# [EXCERPT TO READ]

________________________

Joyce Carol Oates

4 Books

Joyce Carol Oates is a recipient of the National Medal of Humanities, the National Book Critics Circle Ivan Sandro Lifetime Achievement Award, the National Book Award, and the PEN/Malamud Award for Excellence in Short Fiction, and has been several times nominated for the Pulitzer Prize.

She has written some of the most enduring fiction of our time, including the national bestsellers We Were the Mulvaney’s, Blonde, which was nominated for the National Book Award, and the New York Times bestseller The Falls, which won the 2005 Prix Fermina.

Her most recent novel is A Book of American Martyrs. She is the Roger S. Berlin Distinguished Professor of the Humanities at Princeton University and has been a member of the American Academy of Arts and Letters since 1978.

Interviews

Interview: Joyce Carol Oates

Joyce Carol Oates is not only one of the most acclaimed authors of our time—her more-than-forty novels, novellas, plays, short stories, poetry, and nonfiction works have earned her a National Book Award, two O.

Henry Awards, the National Humanities Medal, and a Pulitzer Prize nomination—but she’s also an acclaimed horror and suspense author who is a multiple winner of the Bram Stoker Award, a recipient of the World Fantasy Award, and the first female author to receive the Horror Writers Association’s Lifetime Achievement Award.

Her genre works include the novel Zombie (1995), the short story collections The Corn Maiden and Other Nightmares (2011) and Black Dahlia & White Rose (2012), and, under the pseudonym Rosamond Smith, Starr Bright Will Be With You Soon (1999). She also edited American Gothic Tales (1996) and Tales of H. P. Lovecraft (2007). This year she retires from Princeton University, where she’s been teaching since 1978.

While growing up, you wanted to be a teacher. At what point did you realize you also wanted to write?

Like most children, I was always “telling stories”—in Crayola initially, eventually in prose form when I was a young adolescent.

You once said, “We all have numerous identities that shift with circumstances. The writing self is likely to be a highly private, conjured sort of being—you would not find it in a grocery store.” Is it really possible for you to separate out “your writing self”?

Not only possible but essential. The “social self” is not the writing self.

You’ve cited Kafka as an influence on your fiction. What is it about Kafka’s work that made such a profound impression on you? Have you ever consciously imitated Kafka?

Kafka has influenced countless writers. This is a question that could involve a very long answer but, since I have written an essay on Kafka, that may (or may not) be available, I will let that stand as my most thoughtful commentary on his work.

You’ve also edited a volume of Lovecraft’s work (Tales of H. P. Lovecraft). How did you go about choosing what stories would go into that book?

Like any editor, I chose stories that I liked, and that are considered important. It is hardly a difficult task! There are classics of Lovecraft’s which I have reprinted elsewhere—“The Rats in the Walls,” for instance, in The Oxford Book of American Short Stories. Another favorite is “The Dun ich Horror” for its very excess.

________________________

# [DATA ENTRIES]

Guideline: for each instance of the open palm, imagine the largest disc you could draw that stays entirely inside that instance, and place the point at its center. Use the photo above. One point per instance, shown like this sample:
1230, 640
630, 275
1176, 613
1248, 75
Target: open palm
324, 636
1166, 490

________________________

# [PROBLEM]
According to the profile of Joyce Carol Oates, since what year has she been a member of the American Academy of Arts and Letters? You won't need the listing for this.

# [COMPLETE ANSWER]
Since 1978.